** start PROVIDED DATA **

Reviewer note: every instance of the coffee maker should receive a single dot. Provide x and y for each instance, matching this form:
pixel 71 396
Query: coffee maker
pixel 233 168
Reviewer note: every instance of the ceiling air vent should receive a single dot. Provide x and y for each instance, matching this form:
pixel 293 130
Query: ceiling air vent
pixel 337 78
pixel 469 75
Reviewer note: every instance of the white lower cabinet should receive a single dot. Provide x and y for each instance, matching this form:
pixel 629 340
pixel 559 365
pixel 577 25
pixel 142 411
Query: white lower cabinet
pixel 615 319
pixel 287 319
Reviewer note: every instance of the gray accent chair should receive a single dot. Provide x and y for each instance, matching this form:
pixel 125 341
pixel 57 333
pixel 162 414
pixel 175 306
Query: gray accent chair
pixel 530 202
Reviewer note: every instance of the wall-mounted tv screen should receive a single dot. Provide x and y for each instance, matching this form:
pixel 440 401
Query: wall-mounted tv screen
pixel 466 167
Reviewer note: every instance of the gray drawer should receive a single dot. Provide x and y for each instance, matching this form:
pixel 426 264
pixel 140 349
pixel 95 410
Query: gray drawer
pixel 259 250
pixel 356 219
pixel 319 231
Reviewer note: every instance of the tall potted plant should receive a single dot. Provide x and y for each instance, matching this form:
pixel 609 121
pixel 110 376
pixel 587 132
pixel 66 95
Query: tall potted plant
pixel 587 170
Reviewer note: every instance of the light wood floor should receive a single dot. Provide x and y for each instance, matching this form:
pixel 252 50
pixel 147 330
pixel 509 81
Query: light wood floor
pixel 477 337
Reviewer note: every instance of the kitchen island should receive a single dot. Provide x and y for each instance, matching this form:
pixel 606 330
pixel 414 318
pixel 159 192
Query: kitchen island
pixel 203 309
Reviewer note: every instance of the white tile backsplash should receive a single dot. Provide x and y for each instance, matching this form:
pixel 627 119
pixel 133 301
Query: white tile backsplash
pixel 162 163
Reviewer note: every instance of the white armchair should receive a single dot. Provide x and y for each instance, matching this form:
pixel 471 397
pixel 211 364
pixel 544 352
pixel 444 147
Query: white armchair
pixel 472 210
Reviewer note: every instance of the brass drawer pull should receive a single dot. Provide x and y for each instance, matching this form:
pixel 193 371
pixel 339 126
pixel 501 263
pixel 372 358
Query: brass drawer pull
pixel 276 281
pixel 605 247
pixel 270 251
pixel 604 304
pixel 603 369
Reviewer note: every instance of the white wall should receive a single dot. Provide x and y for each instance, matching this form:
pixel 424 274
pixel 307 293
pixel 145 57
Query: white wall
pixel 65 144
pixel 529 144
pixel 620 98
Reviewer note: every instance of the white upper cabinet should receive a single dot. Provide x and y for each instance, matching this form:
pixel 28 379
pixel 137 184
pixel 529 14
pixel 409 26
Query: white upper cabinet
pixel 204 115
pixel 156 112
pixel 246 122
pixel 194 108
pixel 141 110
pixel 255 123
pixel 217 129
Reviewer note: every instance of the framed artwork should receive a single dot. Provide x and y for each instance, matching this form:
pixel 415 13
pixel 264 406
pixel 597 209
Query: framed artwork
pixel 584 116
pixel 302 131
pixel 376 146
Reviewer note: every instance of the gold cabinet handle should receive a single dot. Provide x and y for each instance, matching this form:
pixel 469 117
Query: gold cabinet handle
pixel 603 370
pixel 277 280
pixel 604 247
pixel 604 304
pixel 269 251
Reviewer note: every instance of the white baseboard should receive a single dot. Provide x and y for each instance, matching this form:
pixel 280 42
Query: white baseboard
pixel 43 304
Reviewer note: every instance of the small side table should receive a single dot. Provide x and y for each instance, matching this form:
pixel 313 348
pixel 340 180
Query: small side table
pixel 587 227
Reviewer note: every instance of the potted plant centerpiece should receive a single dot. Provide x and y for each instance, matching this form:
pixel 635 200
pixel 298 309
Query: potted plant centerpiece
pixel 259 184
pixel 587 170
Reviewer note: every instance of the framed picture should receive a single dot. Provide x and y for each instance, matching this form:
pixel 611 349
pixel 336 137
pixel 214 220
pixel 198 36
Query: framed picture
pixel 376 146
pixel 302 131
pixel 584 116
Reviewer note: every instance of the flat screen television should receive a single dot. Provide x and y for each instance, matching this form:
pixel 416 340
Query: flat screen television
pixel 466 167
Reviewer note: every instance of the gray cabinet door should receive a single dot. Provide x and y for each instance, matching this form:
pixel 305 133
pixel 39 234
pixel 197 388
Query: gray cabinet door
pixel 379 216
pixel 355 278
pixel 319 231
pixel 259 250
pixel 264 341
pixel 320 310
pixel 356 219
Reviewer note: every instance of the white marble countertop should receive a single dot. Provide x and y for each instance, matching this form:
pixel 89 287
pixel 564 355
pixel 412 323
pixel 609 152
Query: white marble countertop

** end PROVIDED DATA **

YOUR INSTRUCTIONS:
Could you repeat the items word for word, from their first line through the line with "pixel 469 75", including both of those lines?

EXERCISE RESPONSE:
Reviewer note: every instance of the coffee maker should receive a single dot. Provide x and y for each instance, matching this form:
pixel 71 396
Query: coffee maker
pixel 233 168
Reviewer note: every instance of the ceiling air vent should receive a single dot. Provide x and y for each instance, matching this form:
pixel 293 130
Query: ceiling air vent
pixel 337 78
pixel 469 75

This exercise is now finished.